══ Data to examine ══

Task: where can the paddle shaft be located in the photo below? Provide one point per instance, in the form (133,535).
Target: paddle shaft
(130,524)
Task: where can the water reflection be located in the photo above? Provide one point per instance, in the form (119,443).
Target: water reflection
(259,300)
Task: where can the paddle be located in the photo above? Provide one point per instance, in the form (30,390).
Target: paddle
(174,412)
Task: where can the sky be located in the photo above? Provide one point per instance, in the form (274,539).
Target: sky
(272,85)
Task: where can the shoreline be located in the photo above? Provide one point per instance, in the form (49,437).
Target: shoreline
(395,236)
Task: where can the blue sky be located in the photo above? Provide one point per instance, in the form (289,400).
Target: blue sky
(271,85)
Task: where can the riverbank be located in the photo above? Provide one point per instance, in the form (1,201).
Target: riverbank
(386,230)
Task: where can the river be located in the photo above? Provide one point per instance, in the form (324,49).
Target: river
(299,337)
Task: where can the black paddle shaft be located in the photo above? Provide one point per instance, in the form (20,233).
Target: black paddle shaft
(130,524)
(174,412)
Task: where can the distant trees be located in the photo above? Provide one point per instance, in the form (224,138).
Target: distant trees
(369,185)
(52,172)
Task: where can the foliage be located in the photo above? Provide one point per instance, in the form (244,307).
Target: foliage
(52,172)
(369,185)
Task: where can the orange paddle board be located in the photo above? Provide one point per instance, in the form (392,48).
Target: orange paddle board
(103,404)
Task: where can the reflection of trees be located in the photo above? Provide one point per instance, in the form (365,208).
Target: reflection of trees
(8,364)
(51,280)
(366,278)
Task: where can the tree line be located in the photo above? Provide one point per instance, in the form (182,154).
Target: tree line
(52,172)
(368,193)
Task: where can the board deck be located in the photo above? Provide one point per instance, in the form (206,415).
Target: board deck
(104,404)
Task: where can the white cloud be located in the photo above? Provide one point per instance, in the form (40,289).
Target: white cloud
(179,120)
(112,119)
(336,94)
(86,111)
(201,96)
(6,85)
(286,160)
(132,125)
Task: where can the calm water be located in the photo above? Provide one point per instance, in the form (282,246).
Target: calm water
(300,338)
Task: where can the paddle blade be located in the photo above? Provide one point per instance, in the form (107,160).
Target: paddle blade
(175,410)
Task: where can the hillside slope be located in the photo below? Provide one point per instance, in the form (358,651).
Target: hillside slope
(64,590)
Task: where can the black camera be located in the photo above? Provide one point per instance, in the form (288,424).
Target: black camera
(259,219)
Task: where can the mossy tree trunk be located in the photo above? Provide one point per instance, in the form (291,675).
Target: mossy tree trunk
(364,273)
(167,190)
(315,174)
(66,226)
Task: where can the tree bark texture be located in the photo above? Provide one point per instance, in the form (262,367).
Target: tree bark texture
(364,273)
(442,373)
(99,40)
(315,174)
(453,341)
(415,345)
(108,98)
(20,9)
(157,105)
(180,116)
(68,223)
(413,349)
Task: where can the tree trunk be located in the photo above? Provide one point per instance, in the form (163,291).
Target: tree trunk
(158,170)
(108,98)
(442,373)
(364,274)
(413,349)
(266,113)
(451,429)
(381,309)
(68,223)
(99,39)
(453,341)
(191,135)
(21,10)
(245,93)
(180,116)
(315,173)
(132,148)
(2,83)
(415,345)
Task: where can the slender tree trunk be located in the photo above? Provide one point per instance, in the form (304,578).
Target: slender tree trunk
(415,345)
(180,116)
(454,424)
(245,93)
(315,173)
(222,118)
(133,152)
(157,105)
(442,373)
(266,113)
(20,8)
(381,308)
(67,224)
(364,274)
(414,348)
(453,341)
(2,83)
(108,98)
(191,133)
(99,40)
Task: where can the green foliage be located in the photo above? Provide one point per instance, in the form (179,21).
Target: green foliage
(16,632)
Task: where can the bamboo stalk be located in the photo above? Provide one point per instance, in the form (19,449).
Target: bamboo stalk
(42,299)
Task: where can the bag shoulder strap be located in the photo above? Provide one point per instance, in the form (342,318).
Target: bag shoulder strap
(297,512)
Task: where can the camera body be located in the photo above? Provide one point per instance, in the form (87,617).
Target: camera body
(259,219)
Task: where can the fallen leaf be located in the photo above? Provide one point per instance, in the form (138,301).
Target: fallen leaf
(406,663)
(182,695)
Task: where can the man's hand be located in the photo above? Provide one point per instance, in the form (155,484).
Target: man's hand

═══

- **About this exercise**:
What is the number of lines in the listing that contain "hand"? State it and nothing more.

- **Output of the task**:
2